**Extracted records**

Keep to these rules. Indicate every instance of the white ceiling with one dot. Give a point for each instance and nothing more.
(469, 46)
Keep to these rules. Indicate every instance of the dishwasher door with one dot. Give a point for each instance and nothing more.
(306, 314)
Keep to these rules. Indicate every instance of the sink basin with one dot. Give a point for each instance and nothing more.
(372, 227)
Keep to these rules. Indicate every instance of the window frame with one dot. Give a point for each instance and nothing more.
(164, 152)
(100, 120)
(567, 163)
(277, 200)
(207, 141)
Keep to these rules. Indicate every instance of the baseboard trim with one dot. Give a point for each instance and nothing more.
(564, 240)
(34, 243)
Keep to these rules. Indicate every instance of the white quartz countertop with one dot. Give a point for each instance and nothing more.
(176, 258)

==

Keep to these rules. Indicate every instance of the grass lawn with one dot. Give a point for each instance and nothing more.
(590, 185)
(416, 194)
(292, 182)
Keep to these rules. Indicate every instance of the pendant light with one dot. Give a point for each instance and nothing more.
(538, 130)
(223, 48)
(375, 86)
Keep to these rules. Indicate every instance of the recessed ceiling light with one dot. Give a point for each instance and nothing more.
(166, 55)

...

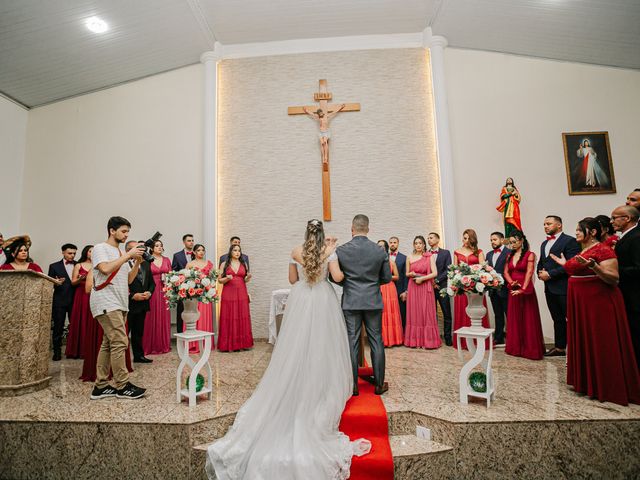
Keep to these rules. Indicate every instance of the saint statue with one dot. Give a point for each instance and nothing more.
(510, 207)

**What is needed**
Count the lines of the records above that contain the string "ceiling", matching case exactly. Reply with the number alone.

**Reply**
2